What you need to do
Keep only the lines of the listing that include the word "positive", and copy them.

Records provided
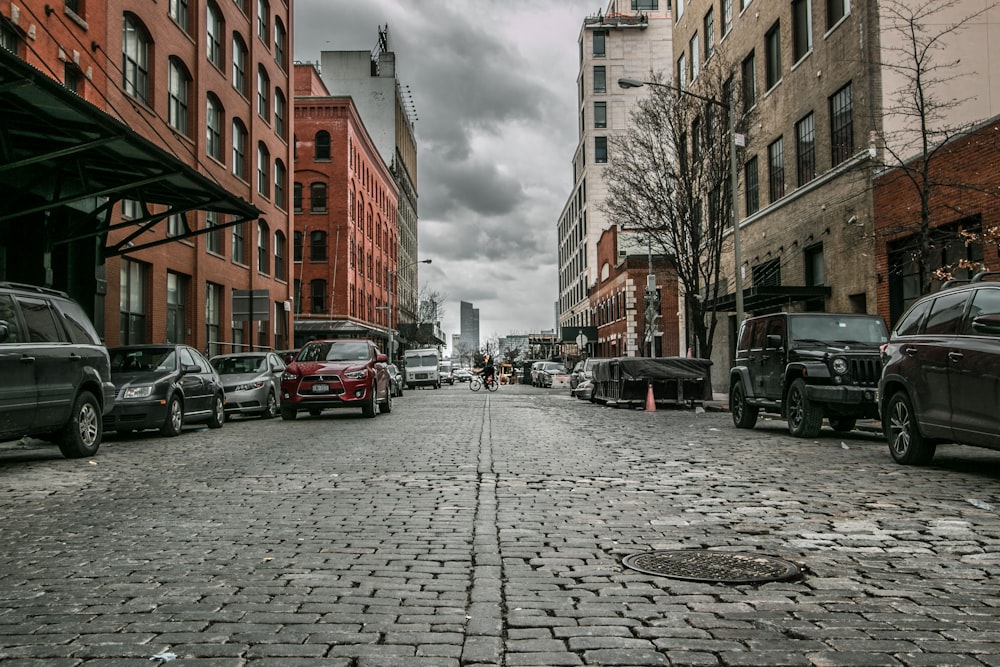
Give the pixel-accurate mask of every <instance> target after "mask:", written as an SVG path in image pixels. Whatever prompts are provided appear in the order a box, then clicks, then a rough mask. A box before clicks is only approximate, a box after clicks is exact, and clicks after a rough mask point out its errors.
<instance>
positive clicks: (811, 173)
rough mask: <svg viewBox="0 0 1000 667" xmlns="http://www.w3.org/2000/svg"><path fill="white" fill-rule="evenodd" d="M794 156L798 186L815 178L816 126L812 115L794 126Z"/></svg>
mask: <svg viewBox="0 0 1000 667" xmlns="http://www.w3.org/2000/svg"><path fill="white" fill-rule="evenodd" d="M795 156H796V167H797V170H798V184H799V185H805V184H806V183H808V182H809V181H811V180H812V179H814V178H816V125H815V121H814V119H813V114H811V113H810V114H809V115H808V116H806V117H805V118H803V119H802V120H800V121H799V122H798V123H796V124H795Z"/></svg>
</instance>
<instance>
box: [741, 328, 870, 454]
mask: <svg viewBox="0 0 1000 667" xmlns="http://www.w3.org/2000/svg"><path fill="white" fill-rule="evenodd" d="M887 340H888V333H887V331H886V328H885V322H883V321H882V318H881V317H879V316H877V315H853V314H837V313H776V314H773V315H762V316H760V317H753V318H750V319H748V320H746V321H744V322H743V326H742V327H741V328H740V334H739V338H738V342H737V349H736V363H735V364H734V366H733V368H732V370H731V371H730V376H729V407H730V410H731V412H732V415H733V423H734V424H736V426H737V427H738V428H753V427H754V426H755V425H756V424H757V415H758V414H759V413H760V412H762V411H763V412H772V413H775V414H779V415H781V416H782V417H784V418H786V419H787V420H788V430H789V432H790V433H791V434H792V435H795V436H799V437H803V438H812V437H815V436H816V435H817V434H818V433H819V431H820V428H822V426H823V419H824V417H825V418H826V419H827V420H829V422H830V427H831V428H833V430H834V431H840V432H846V431H850V430H852V429H853V428H854V427H855V425H856V424H857V420H858V419H866V418H868V419H874V418H877V417H878V405H877V403H876V400H875V393H876V389H877V387H878V379H879V375H880V373H881V370H882V366H881V362H880V358H879V348H880V346H882V345H883V344H884V343H885V342H886V341H887Z"/></svg>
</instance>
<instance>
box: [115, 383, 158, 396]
mask: <svg viewBox="0 0 1000 667" xmlns="http://www.w3.org/2000/svg"><path fill="white" fill-rule="evenodd" d="M152 393H153V385H149V384H147V385H144V386H138V387H128V388H127V389H126V390H125V392H124V393H122V398H149V395H150V394H152Z"/></svg>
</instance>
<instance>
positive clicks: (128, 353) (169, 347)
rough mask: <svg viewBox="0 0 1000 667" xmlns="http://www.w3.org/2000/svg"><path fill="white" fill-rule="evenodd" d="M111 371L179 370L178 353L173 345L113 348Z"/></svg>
mask: <svg viewBox="0 0 1000 667" xmlns="http://www.w3.org/2000/svg"><path fill="white" fill-rule="evenodd" d="M110 354H111V371H112V372H115V373H165V372H170V371H175V370H177V354H176V353H175V352H174V348H172V347H151V348H143V349H141V350H133V349H127V348H123V349H118V350H111V353H110Z"/></svg>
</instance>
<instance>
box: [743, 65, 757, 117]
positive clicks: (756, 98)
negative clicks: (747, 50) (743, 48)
mask: <svg viewBox="0 0 1000 667" xmlns="http://www.w3.org/2000/svg"><path fill="white" fill-rule="evenodd" d="M741 69H742V75H743V112H744V113H746V112H747V111H749V110H750V109H753V107H754V105H755V104H757V62H756V58H755V57H754V53H753V51H751V52H750V55H748V56H747V57H746V58H744V59H743V66H742V67H741Z"/></svg>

Output for this exercise
positive clicks: (811, 173)
positive clicks: (128, 353) (169, 347)
positive clicks: (756, 98)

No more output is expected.